» **OBJECTIVE**:
In the records below, render the lines from the one containing "Whereabouts is the mountain range?" through the one containing "176,113 -> 200,134", both included, as a JSON list of strings with one string per line and any blank lines omitted. Include no other lines.
** Start TASK DATA **
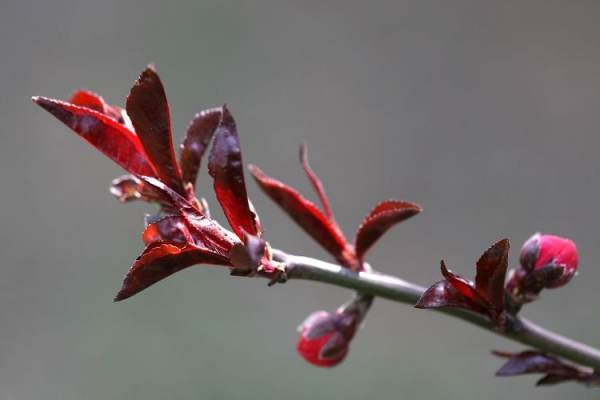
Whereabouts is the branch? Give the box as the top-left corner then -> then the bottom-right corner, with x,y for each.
273,250 -> 600,370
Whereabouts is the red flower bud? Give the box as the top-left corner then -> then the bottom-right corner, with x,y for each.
296,295 -> 373,367
520,233 -> 579,288
506,233 -> 579,304
297,311 -> 354,367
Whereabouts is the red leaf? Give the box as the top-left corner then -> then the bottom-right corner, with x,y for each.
115,242 -> 229,301
300,144 -> 337,219
110,175 -> 164,203
208,106 -> 259,238
415,261 -> 489,315
249,165 -> 352,266
126,66 -> 185,194
179,107 -> 222,190
475,239 -> 510,312
142,215 -> 194,245
69,89 -> 106,114
32,97 -> 155,176
355,200 -> 421,261
415,280 -> 485,313
229,234 -> 267,271
493,350 -> 597,386
139,176 -> 239,254
441,261 -> 486,306
69,89 -> 133,126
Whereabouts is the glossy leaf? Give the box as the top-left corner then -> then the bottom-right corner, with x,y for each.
179,107 -> 222,190
475,239 -> 510,311
415,261 -> 488,314
208,106 -> 259,238
110,175 -> 164,203
126,67 -> 184,194
249,165 -> 352,265
32,97 -> 155,176
229,234 -> 267,271
69,89 -> 106,114
493,351 -> 598,386
355,200 -> 421,260
441,261 -> 485,305
139,176 -> 239,254
69,89 -> 133,131
115,242 -> 229,301
300,144 -> 337,219
520,264 -> 565,294
142,215 -> 193,245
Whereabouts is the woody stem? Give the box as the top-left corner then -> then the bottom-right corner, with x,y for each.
273,250 -> 600,371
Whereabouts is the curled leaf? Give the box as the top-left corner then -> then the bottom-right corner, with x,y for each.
493,350 -> 598,386
32,97 -> 156,176
126,66 -> 184,194
475,239 -> 510,312
115,242 -> 229,301
249,165 -> 352,266
179,107 -> 222,190
110,175 -> 164,203
229,234 -> 267,271
69,89 -> 106,114
208,106 -> 259,238
300,144 -> 337,219
142,215 -> 194,245
415,261 -> 488,314
69,89 -> 126,123
355,200 -> 421,260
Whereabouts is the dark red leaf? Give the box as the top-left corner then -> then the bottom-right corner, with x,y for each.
519,264 -> 565,294
415,261 -> 489,315
355,200 -> 421,260
126,66 -> 184,194
208,106 -> 259,238
115,242 -> 229,301
69,89 -> 106,114
300,144 -> 337,219
441,261 -> 486,306
32,97 -> 156,176
179,107 -> 223,190
249,165 -> 352,266
69,89 -> 133,126
493,350 -> 597,386
110,175 -> 161,203
229,234 -> 267,271
142,215 -> 194,245
139,176 -> 239,254
535,374 -> 587,386
475,239 -> 510,312
415,280 -> 485,313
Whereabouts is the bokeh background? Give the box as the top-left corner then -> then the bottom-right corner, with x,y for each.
0,0 -> 600,400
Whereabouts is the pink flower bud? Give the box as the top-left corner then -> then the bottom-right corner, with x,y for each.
296,311 -> 357,367
296,294 -> 373,367
520,233 -> 579,288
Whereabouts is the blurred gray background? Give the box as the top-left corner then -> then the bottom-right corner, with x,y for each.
0,0 -> 600,400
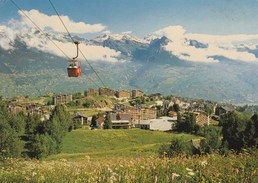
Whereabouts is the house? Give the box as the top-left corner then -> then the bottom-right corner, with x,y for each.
149,93 -> 162,100
8,104 -> 26,114
193,111 -> 214,126
72,112 -> 88,125
123,108 -> 157,123
163,100 -> 174,109
168,111 -> 177,117
110,113 -> 132,129
115,90 -> 131,99
52,94 -> 73,105
96,117 -> 105,129
26,104 -> 43,116
85,88 -> 99,96
215,106 -> 234,116
135,116 -> 177,131
99,88 -> 115,97
132,89 -> 144,98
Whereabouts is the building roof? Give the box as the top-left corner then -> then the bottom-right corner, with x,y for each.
72,112 -> 87,119
96,117 -> 105,124
110,113 -> 131,122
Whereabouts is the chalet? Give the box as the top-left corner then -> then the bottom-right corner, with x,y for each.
215,106 -> 234,116
163,100 -> 174,109
26,104 -> 43,116
52,94 -> 73,105
110,113 -> 132,129
149,93 -> 162,100
8,104 -> 26,114
115,90 -> 131,99
96,117 -> 105,129
99,88 -> 115,96
132,90 -> 144,98
72,112 -> 88,125
85,88 -> 99,96
135,116 -> 177,131
123,108 -> 157,123
193,111 -> 214,126
168,111 -> 177,117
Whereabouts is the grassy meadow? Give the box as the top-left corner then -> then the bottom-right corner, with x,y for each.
0,128 -> 258,183
48,127 -> 197,160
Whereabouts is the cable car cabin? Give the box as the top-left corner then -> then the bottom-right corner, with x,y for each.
67,60 -> 82,77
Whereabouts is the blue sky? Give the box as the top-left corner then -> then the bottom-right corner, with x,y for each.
0,0 -> 258,37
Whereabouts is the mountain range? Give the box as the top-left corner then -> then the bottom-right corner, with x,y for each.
0,29 -> 258,104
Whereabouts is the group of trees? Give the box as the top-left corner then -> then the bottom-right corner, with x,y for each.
159,111 -> 258,157
220,111 -> 258,151
0,98 -> 73,159
91,113 -> 112,129
176,113 -> 200,134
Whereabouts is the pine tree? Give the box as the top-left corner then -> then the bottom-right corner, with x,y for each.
104,113 -> 112,129
220,111 -> 246,151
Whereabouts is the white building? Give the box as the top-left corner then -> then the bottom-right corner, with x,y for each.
135,116 -> 177,131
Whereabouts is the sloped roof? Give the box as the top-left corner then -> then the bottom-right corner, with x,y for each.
110,113 -> 131,121
96,117 -> 105,124
72,112 -> 88,119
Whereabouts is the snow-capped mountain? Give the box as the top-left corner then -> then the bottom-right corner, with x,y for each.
0,27 -> 258,103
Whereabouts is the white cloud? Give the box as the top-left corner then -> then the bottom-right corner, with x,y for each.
0,10 -> 121,62
155,25 -> 258,62
18,9 -> 106,34
0,25 -> 17,50
20,31 -> 121,62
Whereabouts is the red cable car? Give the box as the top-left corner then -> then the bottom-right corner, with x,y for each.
67,41 -> 82,77
67,59 -> 82,77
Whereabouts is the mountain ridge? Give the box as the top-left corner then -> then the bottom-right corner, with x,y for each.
0,27 -> 258,103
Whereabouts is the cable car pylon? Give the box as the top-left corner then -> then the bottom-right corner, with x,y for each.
67,41 -> 82,77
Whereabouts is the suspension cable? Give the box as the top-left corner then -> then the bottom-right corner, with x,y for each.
11,0 -> 99,87
48,0 -> 106,87
11,0 -> 69,59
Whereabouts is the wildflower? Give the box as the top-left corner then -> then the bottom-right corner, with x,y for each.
154,175 -> 158,183
200,160 -> 208,166
186,168 -> 193,172
188,172 -> 194,176
171,173 -> 180,181
38,175 -> 45,182
234,168 -> 239,174
32,172 -> 37,177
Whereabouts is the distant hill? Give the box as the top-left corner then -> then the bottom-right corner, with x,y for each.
0,27 -> 258,104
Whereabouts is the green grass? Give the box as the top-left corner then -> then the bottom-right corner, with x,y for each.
48,128 -> 197,160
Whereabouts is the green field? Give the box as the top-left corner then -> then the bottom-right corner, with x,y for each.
48,127 -> 197,160
0,127 -> 258,183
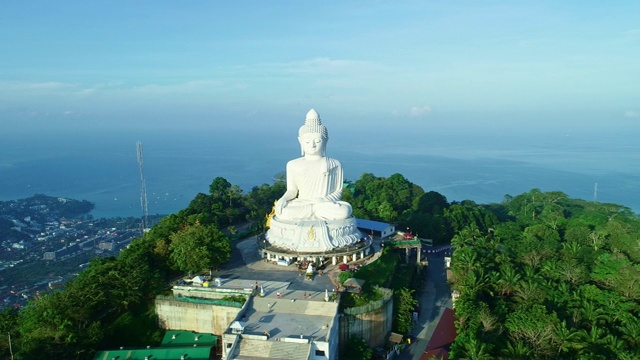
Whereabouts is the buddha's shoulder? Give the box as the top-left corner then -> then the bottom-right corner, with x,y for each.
287,157 -> 342,168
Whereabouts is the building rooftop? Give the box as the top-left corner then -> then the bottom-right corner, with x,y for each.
243,290 -> 338,341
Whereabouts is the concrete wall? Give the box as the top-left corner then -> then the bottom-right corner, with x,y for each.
340,290 -> 393,348
155,298 -> 241,335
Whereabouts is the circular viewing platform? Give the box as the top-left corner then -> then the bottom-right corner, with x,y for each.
257,234 -> 373,266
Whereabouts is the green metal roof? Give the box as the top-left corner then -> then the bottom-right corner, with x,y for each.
160,330 -> 218,347
93,346 -> 213,360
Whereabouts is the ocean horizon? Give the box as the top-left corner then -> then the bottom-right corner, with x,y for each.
0,125 -> 640,217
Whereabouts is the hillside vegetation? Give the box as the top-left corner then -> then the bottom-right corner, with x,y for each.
0,174 -> 640,359
452,189 -> 640,359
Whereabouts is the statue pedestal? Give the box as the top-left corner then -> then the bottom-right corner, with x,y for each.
266,216 -> 362,253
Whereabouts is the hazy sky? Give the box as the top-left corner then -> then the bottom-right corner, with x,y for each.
0,0 -> 640,135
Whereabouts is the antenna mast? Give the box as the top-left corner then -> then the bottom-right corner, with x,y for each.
136,141 -> 149,234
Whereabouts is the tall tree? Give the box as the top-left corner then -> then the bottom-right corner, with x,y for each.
169,224 -> 231,273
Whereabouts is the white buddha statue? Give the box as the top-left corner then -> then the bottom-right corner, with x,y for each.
275,109 -> 351,220
266,109 -> 362,254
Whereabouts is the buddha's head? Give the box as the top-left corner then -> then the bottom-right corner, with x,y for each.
298,109 -> 329,156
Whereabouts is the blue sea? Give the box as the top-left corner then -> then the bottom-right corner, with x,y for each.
0,125 -> 640,217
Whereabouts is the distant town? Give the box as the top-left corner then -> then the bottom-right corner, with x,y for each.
0,194 -> 150,309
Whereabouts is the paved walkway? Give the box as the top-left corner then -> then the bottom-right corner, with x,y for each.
214,238 -> 452,360
398,252 -> 453,360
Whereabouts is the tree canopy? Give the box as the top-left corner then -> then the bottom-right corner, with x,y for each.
451,189 -> 640,359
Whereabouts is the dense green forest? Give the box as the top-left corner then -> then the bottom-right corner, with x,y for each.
452,189 -> 640,359
0,174 -> 640,359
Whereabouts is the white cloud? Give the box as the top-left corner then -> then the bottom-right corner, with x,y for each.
409,105 -> 431,117
624,110 -> 640,117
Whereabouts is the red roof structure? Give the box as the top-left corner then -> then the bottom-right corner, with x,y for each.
420,308 -> 457,360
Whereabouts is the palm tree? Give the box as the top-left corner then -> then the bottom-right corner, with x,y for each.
494,265 -> 520,296
502,340 -> 533,360
618,316 -> 640,349
554,321 -> 580,357
461,338 -> 493,360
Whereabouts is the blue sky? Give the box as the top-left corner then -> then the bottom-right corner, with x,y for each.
0,1 -> 640,135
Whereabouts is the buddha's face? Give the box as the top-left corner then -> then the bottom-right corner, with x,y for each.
299,133 -> 326,156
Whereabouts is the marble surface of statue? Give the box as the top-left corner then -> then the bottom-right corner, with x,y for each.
266,109 -> 362,253
275,109 -> 351,220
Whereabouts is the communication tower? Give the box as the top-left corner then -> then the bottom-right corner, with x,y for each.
136,141 -> 149,234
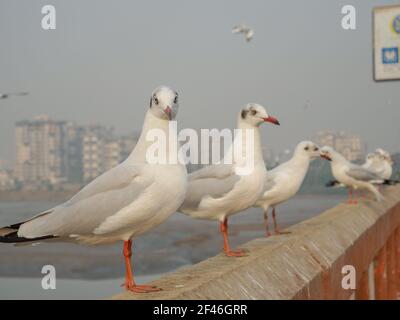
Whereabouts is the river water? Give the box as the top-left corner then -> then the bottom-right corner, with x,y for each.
0,195 -> 343,299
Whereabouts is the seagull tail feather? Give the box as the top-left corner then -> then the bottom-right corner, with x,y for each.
0,223 -> 57,243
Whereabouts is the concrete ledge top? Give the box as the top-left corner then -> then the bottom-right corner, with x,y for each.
112,186 -> 400,300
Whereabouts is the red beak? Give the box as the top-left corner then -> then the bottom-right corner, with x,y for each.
321,154 -> 332,161
263,116 -> 280,126
164,106 -> 172,120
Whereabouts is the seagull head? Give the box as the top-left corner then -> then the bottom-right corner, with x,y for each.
240,103 -> 280,127
320,146 -> 336,161
375,148 -> 394,165
295,141 -> 320,160
150,86 -> 179,120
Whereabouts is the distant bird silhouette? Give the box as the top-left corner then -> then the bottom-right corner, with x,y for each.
0,92 -> 29,100
232,24 -> 254,42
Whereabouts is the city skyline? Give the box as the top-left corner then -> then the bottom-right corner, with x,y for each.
0,0 -> 400,168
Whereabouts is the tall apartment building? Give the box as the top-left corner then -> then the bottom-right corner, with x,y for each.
314,131 -> 365,161
82,125 -> 136,182
14,116 -> 136,189
15,116 -> 66,185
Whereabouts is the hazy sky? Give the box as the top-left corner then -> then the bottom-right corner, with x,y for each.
0,0 -> 400,165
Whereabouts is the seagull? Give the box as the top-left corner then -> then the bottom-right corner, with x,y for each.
232,24 -> 254,42
320,146 -> 383,204
375,148 -> 394,180
0,86 -> 187,293
0,92 -> 29,100
179,103 -> 279,257
326,149 -> 399,187
254,141 -> 320,237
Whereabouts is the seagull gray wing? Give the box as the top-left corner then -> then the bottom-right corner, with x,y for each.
179,164 -> 240,212
18,164 -> 154,238
264,171 -> 276,192
346,166 -> 380,181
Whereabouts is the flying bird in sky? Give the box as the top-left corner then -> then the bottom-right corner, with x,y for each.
232,24 -> 254,42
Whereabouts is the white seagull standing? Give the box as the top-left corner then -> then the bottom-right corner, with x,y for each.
0,92 -> 29,100
232,24 -> 254,42
179,103 -> 279,257
0,87 -> 187,293
375,148 -> 393,180
321,147 -> 383,203
255,141 -> 320,237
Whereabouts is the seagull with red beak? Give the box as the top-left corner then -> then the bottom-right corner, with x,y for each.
320,147 -> 383,204
0,87 -> 187,293
179,103 -> 279,257
254,141 -> 320,237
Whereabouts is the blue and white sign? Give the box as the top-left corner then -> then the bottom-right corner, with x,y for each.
382,48 -> 399,64
374,5 -> 400,81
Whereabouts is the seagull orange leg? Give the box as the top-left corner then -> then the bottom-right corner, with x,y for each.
123,240 -> 161,293
272,208 -> 281,234
264,209 -> 271,238
219,218 -> 246,257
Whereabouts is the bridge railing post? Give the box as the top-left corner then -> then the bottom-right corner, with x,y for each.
375,243 -> 387,300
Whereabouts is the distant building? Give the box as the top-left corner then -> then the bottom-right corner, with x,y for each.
0,168 -> 16,191
15,116 -> 66,186
13,116 -> 136,189
82,125 -> 136,182
314,131 -> 365,161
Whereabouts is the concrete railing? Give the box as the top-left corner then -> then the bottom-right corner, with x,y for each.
113,186 -> 400,299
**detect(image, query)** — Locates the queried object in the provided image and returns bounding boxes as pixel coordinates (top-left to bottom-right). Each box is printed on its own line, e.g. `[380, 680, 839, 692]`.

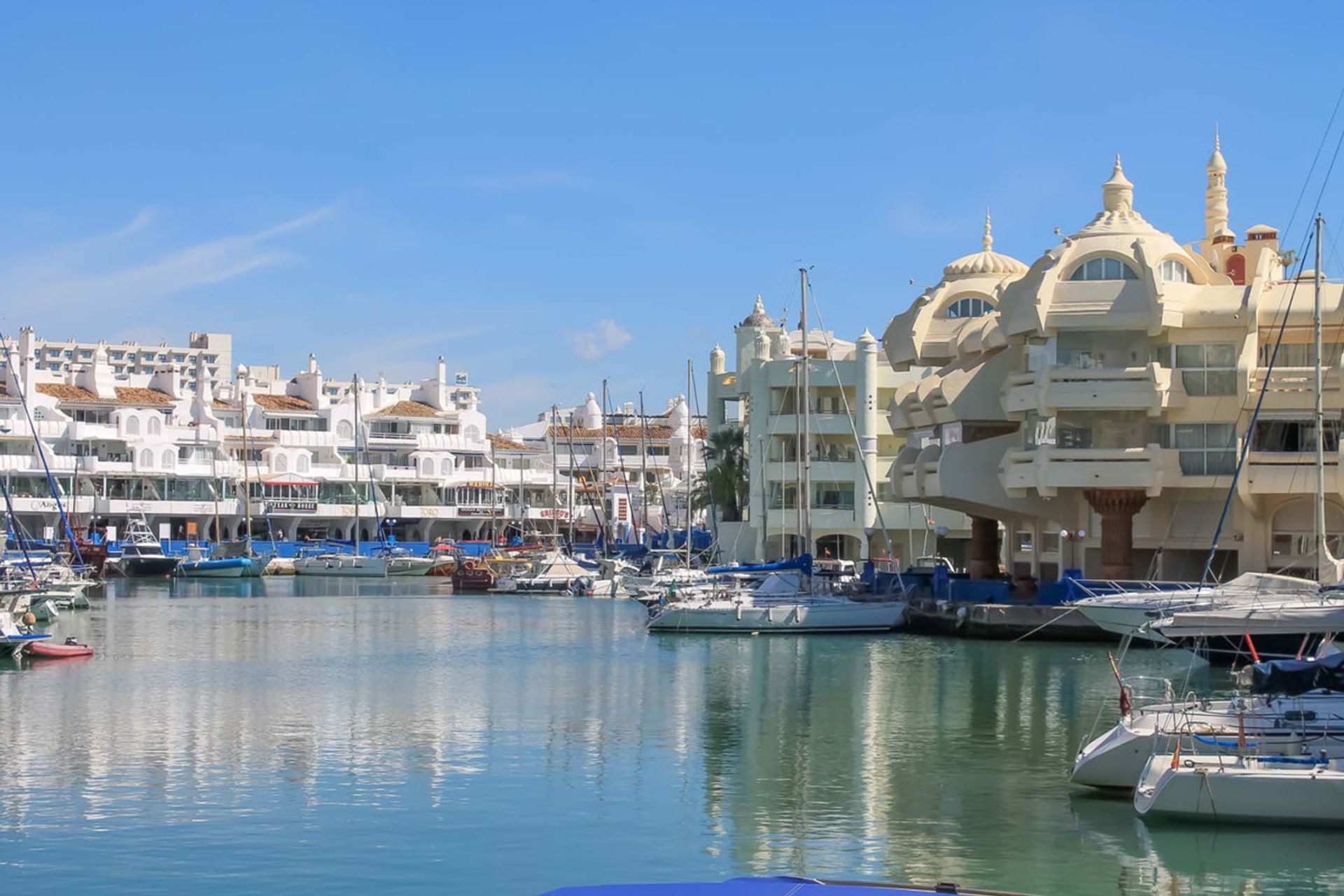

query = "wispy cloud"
[438, 169, 592, 193]
[570, 317, 634, 361]
[0, 206, 335, 322]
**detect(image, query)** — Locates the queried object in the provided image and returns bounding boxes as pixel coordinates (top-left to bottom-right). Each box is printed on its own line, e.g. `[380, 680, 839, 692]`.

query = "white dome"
[574, 392, 602, 430]
[942, 214, 1027, 279]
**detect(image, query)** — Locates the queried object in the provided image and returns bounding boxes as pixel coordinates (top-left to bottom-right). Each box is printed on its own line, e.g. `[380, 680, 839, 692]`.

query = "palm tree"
[692, 426, 748, 523]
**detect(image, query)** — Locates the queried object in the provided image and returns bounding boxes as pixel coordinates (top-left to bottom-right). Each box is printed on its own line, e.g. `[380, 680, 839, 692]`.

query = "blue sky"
[0, 3, 1344, 424]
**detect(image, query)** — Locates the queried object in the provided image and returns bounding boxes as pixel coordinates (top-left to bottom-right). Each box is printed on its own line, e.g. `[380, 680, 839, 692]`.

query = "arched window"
[1157, 258, 1195, 284]
[948, 295, 995, 320]
[1068, 258, 1138, 279]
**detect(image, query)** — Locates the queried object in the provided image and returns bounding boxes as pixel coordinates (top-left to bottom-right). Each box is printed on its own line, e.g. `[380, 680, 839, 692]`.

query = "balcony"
[1000, 444, 1166, 497]
[1249, 367, 1341, 411]
[1002, 364, 1185, 419]
[1223, 451, 1344, 494]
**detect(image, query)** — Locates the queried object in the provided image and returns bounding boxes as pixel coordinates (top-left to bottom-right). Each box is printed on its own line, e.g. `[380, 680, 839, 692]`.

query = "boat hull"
[113, 557, 178, 579]
[294, 555, 387, 579]
[648, 602, 906, 634]
[177, 557, 257, 579]
[1134, 754, 1344, 827]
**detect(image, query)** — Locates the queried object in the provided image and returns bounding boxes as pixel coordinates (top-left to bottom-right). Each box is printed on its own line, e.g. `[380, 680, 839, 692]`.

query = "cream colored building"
[708, 295, 969, 563]
[883, 141, 1344, 580]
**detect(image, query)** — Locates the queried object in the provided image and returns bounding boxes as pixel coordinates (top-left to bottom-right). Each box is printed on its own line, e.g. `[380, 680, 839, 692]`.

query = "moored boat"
[177, 544, 253, 579]
[542, 877, 1042, 896]
[28, 638, 92, 659]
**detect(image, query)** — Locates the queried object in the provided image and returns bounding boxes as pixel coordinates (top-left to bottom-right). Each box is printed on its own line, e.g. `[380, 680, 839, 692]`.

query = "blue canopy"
[707, 554, 812, 575]
[543, 877, 1026, 896]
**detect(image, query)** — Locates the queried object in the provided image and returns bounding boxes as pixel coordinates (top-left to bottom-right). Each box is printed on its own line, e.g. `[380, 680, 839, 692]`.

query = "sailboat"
[647, 267, 907, 634]
[294, 376, 387, 579]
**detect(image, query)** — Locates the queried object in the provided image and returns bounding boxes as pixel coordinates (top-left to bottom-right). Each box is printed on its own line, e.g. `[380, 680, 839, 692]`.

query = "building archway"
[1268, 498, 1344, 579]
[817, 533, 863, 560]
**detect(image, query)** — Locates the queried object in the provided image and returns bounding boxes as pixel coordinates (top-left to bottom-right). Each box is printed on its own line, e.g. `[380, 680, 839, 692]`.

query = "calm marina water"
[0, 578, 1344, 896]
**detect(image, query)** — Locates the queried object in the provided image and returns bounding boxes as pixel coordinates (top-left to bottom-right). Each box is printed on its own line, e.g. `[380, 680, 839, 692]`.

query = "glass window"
[1068, 258, 1138, 281]
[948, 295, 995, 320]
[1173, 342, 1236, 395]
[1158, 258, 1194, 284]
[1172, 423, 1236, 475]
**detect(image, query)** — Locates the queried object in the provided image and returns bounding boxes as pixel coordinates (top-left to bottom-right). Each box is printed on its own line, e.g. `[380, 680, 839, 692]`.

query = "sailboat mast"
[798, 267, 812, 554]
[551, 405, 561, 547]
[1312, 215, 1329, 575]
[685, 357, 695, 567]
[351, 373, 360, 557]
[596, 379, 612, 557]
[564, 421, 574, 551]
[240, 382, 251, 555]
[640, 390, 649, 544]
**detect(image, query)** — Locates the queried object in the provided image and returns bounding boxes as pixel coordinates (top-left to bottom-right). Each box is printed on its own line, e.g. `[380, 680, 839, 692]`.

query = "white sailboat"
[647, 267, 907, 634]
[294, 376, 387, 579]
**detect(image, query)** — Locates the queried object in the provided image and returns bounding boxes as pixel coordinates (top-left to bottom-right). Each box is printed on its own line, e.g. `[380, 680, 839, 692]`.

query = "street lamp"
[1059, 529, 1087, 579]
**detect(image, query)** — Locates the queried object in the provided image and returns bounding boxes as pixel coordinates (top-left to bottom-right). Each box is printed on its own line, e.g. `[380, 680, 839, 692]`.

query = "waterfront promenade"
[0, 578, 1344, 896]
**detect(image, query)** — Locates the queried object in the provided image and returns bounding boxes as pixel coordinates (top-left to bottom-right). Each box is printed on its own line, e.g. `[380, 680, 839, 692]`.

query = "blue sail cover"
[532, 877, 1007, 896]
[1252, 653, 1344, 697]
[706, 554, 812, 575]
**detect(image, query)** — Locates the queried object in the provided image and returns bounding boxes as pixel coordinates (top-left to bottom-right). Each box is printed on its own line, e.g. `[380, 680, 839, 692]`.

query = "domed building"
[707, 291, 967, 563]
[883, 139, 1344, 580]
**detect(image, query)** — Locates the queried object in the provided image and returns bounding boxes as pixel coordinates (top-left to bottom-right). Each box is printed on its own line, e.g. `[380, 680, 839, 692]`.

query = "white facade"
[0, 330, 563, 541]
[504, 392, 707, 541]
[708, 297, 967, 563]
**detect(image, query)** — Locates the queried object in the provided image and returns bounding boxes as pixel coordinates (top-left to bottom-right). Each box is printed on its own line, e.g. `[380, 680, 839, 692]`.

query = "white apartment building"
[708, 295, 969, 564]
[883, 141, 1344, 580]
[0, 329, 234, 390]
[503, 392, 707, 542]
[0, 330, 567, 541]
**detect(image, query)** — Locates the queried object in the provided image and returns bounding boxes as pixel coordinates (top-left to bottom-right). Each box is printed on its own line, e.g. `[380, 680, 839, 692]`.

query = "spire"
[1100, 153, 1134, 212]
[1208, 125, 1227, 174]
[1204, 126, 1235, 243]
[741, 293, 774, 326]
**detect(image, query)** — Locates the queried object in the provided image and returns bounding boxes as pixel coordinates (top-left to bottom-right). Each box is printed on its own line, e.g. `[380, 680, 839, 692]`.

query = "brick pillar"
[970, 516, 999, 579]
[1084, 489, 1148, 579]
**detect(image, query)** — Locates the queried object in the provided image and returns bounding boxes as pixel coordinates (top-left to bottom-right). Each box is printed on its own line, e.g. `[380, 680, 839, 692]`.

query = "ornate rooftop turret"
[942, 212, 1027, 279]
[1204, 127, 1236, 243]
[1100, 153, 1134, 212]
[739, 293, 774, 326]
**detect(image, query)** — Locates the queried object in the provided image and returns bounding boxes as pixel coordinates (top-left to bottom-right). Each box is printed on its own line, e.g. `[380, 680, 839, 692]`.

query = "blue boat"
[177, 544, 253, 579]
[543, 877, 1026, 896]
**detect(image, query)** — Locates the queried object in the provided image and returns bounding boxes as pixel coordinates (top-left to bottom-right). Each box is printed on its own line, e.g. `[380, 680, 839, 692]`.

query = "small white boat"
[1134, 754, 1344, 826]
[1070, 573, 1320, 643]
[492, 551, 593, 594]
[294, 554, 387, 579]
[648, 555, 907, 634]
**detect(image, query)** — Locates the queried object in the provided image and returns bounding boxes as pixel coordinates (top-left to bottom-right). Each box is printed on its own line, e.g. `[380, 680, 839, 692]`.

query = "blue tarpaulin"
[532, 877, 1007, 896]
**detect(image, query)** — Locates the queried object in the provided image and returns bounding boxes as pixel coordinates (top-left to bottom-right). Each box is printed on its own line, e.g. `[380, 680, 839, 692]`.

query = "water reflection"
[0, 579, 1344, 895]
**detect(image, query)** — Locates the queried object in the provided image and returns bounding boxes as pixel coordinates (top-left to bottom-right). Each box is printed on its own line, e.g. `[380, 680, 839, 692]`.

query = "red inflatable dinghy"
** End TASK DATA **
» **ANSWER TO THIS TASK**:
[
  "Whereabouts is the mountain range? Give the box as the top-left corner then -> then the bottom-right corner, with x,y for each.",
  "0,29 -> 258,104",
  "Whereabouts is the group of trees? Give the box as the top-left corner then -> then the bottom-right corner, with x,y for each.",
  "159,111 -> 258,157",
  "220,111 -> 258,151",
  "0,98 -> 73,159",
  "91,113 -> 112,129",
  "176,113 -> 200,134"
]